┌─ Extracted records
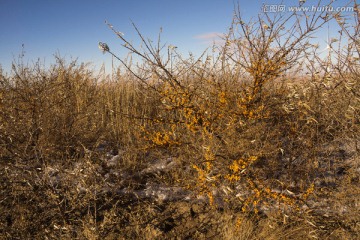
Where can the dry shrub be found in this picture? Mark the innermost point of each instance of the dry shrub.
(266, 151)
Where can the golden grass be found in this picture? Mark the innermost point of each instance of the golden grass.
(266, 154)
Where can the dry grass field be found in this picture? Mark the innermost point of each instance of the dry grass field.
(259, 138)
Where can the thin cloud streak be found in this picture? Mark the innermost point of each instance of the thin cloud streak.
(210, 38)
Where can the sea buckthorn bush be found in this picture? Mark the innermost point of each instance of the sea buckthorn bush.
(260, 134)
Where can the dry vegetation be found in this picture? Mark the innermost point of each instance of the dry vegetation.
(257, 140)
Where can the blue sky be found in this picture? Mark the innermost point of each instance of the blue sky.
(74, 28)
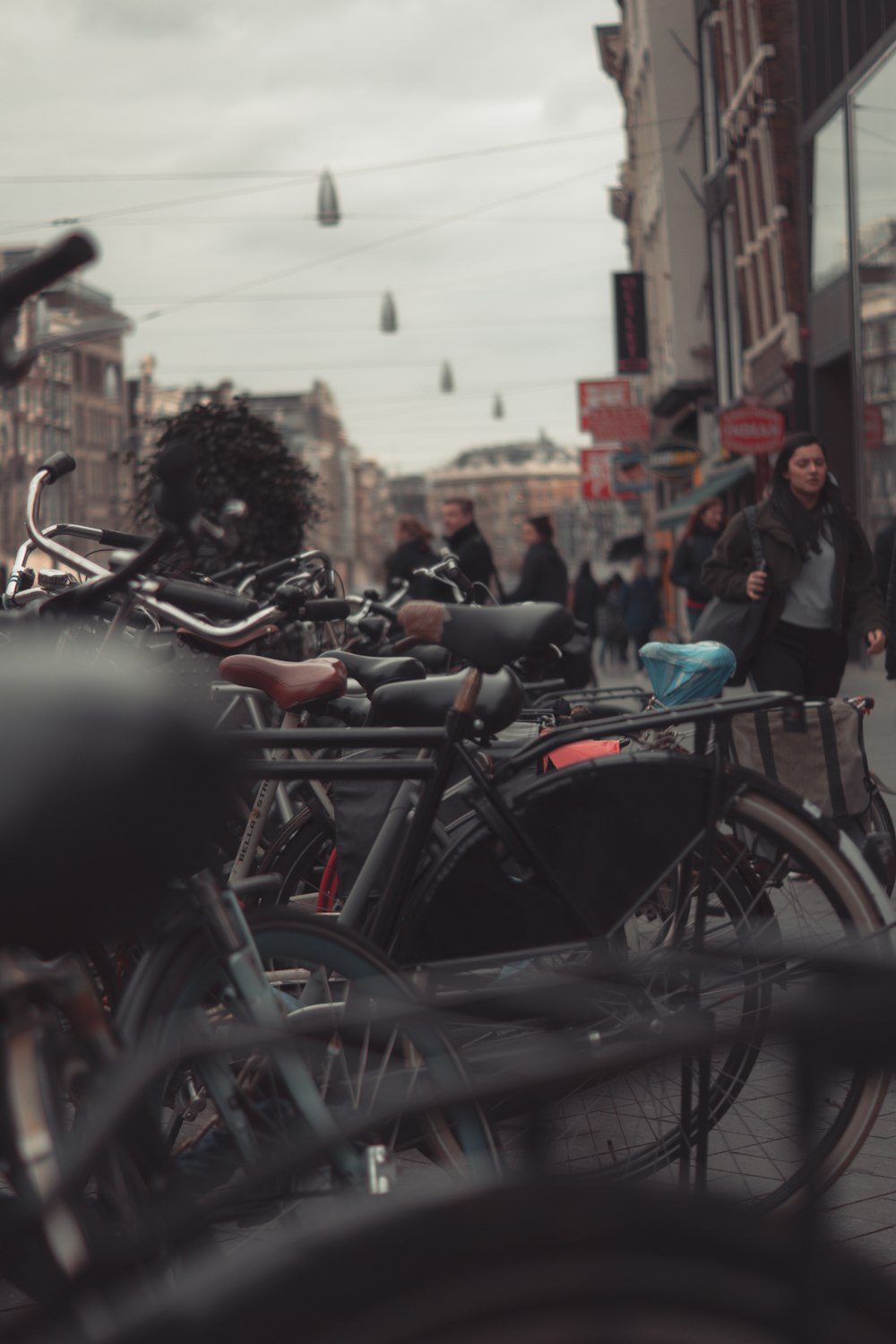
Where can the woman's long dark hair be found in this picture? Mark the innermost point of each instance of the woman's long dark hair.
└─
*What you will do*:
Copy the listing above word for word, leaving out the picture markers.

*Response for this exercise*:
Where can the dry shrub be found in this picture? Mark the innermost point of each instance of the dry shrub.
(266, 151)
Where can the golden grass be found in this picture? Mark the innermost point of each instance of the golden grass.
(266, 154)
Where can the dry grass field be found in this picture? Mark the innermost point of each instance of the dry grass field.
(259, 138)
Where can the thin cloud streak be found in this picture? Mark the innermost point of each instance of the thin cloud streak.
(210, 38)
Where can the sea buckthorn bush be found in this picture? Mark the innermost point of each instance of the sea buckthorn bush.
(260, 134)
Where can the dry vegetation be found in this picture? Mark the innermost point of each instance of the dry vegetation.
(257, 140)
Where can the blue sky be found in this picture? Mark the innermost point of each instance of the blue sky.
(74, 28)
Where can the woman's long dark hair be found in this picture? Mark the innermost point of each instance of the woman's long dark hair.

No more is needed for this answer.